+++ SUPPLIED DATA
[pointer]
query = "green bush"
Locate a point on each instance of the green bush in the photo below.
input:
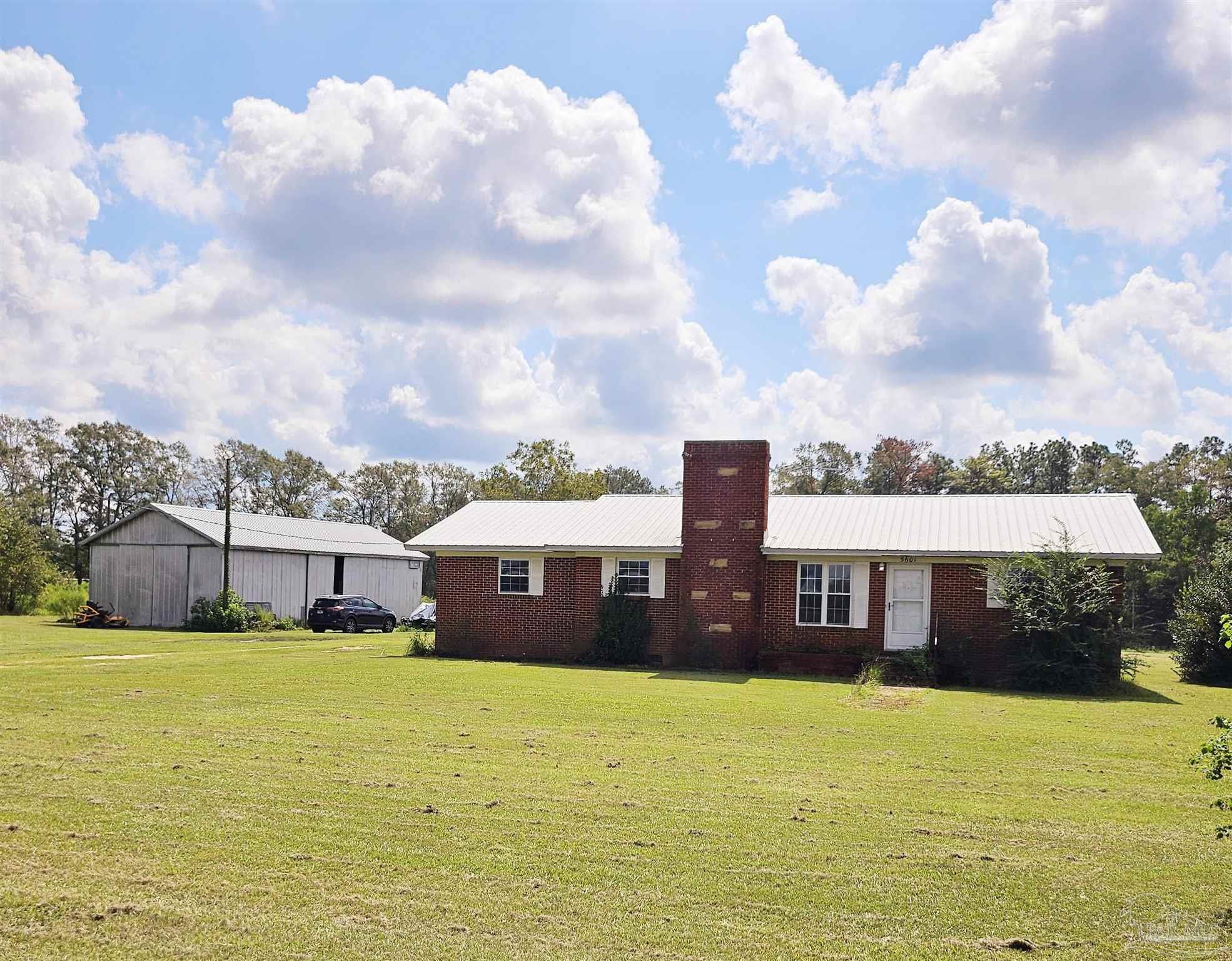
(1215, 760)
(419, 644)
(1060, 608)
(869, 681)
(225, 614)
(61, 599)
(911, 667)
(622, 630)
(1201, 654)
++++++
EXERCISE DESCRIPTION: Rewrite the records above, replacing "green bush" with "green shrub" and keeping everything else unchanged. Omit the pictures from your version.

CORRECT OUTPUT:
[pointer]
query = "green shrub"
Locate a point on each instance of the green shrub in the photo below.
input:
(1215, 760)
(419, 644)
(1060, 608)
(869, 681)
(225, 614)
(61, 599)
(911, 667)
(622, 630)
(1201, 654)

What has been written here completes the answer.